Records shown:
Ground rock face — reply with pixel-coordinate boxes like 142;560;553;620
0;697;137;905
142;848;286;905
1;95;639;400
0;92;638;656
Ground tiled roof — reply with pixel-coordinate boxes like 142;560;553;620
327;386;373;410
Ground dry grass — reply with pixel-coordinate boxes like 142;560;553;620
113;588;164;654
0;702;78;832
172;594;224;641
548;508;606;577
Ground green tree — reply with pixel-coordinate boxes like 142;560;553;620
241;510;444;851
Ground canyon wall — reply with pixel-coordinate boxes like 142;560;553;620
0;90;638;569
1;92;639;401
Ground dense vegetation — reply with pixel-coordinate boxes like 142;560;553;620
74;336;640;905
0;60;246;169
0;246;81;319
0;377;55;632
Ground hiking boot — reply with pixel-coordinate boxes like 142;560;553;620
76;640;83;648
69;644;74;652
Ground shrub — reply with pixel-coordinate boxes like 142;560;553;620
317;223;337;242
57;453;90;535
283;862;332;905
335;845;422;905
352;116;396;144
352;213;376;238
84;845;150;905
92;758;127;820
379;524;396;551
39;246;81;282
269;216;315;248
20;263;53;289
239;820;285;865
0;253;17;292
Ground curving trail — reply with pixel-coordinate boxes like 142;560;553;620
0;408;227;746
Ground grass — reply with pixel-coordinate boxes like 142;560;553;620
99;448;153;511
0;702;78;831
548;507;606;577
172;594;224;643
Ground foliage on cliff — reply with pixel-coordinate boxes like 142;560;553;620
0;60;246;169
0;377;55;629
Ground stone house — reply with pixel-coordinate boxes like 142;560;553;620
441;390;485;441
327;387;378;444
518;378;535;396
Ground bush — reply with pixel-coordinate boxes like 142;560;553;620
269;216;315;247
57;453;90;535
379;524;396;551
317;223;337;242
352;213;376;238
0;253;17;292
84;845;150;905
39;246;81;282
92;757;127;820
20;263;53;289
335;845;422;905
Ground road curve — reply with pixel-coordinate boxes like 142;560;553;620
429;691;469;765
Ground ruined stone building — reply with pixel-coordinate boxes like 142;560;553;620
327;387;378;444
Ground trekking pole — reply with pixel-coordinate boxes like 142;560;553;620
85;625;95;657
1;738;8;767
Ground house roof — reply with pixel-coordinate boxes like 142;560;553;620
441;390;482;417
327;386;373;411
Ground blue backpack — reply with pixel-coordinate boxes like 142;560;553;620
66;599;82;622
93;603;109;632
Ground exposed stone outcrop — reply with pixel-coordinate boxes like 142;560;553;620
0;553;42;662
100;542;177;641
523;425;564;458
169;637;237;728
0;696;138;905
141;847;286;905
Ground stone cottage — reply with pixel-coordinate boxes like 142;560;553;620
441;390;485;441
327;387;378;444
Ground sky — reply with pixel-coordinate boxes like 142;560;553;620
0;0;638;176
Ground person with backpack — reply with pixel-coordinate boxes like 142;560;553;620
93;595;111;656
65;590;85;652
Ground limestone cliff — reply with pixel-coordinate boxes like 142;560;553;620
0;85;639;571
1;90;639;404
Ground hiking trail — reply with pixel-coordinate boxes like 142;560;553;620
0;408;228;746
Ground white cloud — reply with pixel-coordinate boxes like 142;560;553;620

Task:
Copy the records above exactly as written.

Task answer:
Ground rock face — reply with pixel-coordinate boxes like 142;560;553;620
0;697;137;905
142;848;286;905
1;95;639;400
0;92;638;656
Ground tiled roof — reply with pixel-coordinate boxes like 142;560;553;620
327;386;373;410
Ground dry grass — reply with pixel-coordinate boxes like 142;560;553;620
113;588;164;654
0;702;78;832
172;594;224;641
548;508;606;577
Ground green tree — reply with pixel-coordinate boxes like 142;560;553;620
241;510;444;851
Ground canyon wall — reply with pixel-coordinate boxes like 142;560;553;620
0;90;638;569
1;92;639;401
Ground dense vegetation — reply with pixel-coordinate boxes like 142;560;553;620
74;336;640;905
0;60;246;169
0;246;81;319
0;377;55;632
Ground hiking boot — reply with pixel-coordinate boxes like 142;560;553;620
76;640;83;648
69;644;74;652
Ground shrub — reply with pixel-coordinate boxes like 142;560;553;620
317;223;337;242
57;453;90;535
283;862;332;905
335;845;422;905
352;116;396;144
352;213;376;238
84;845;150;905
92;758;127;820
379;524;396;551
39;246;81;282
269;216;315;248
20;263;53;289
239;820;285;865
0;253;17;292
Ground curving trail — reply with pixel-coordinate boxes like 142;560;553;620
0;408;227;746
Ground grass — reply with pixel-coordinate boxes like 142;560;553;620
99;448;153;511
0;702;78;831
548;507;606;577
172;594;224;643
Ground foliage on cliff — reply with pixel-coordinate boxes like 142;560;553;620
0;60;246;169
0;377;55;629
Ground stone house — reply with pixel-coordinate boxes like 142;560;553;620
441;390;485;441
327;387;378;444
518;378;535;396
Ground bush — reply with pixel-coordinate boxes like 142;560;553;620
269;216;315;247
57;453;90;535
379;524;396;551
317;223;337;242
352;213;376;238
0;253;17;292
84;845;150;905
39;246;81;282
92;757;127;820
20;263;53;289
335;845;422;905
Ground road curve — reply with pixel-coordinate boxes like 142;560;553;620
429;691;469;765
Ground ruined stone building — reply with pixel-coordinate boxes like 142;560;553;620
327;387;378;444
Ground trekking pole — reply with pixel-coordinate boxes like 142;560;553;620
85;625;95;657
1;738;8;767
Ground house roof — reply with pixel-coordinate boxes like 142;560;553;620
441;390;482;417
327;386;373;411
Ground blue backpack — reply with pixel-coordinate boxes like 142;560;553;620
66;599;82;622
93;603;109;632
Ground exposed stone outcrop — reply with pixel-coordinate boxes like 142;560;553;620
0;553;42;662
100;542;177;641
523;425;564;458
169;637;237;728
0;696;138;905
141;847;286;905
Ground stone cottage — reply with pixel-coordinate boxes like 142;560;553;620
441;390;485;441
327;387;378;444
Ground sky — reply with pixel-coordinate boxes like 142;560;553;620
0;0;638;176
Ground person with backpack — reply with pixel-coordinate boxes like 142;560;553;620
93;595;111;656
65;590;85;652
Ground limestone cliff — reply with pixel-coordinate boxes like 142;560;553;620
0;85;639;571
1;90;639;404
Ground hiking trail — reply with pixel-coordinate boxes like 142;560;553;620
0;408;228;746
Ground white cloud — reply with pixel-coordinate boxes like 142;560;553;620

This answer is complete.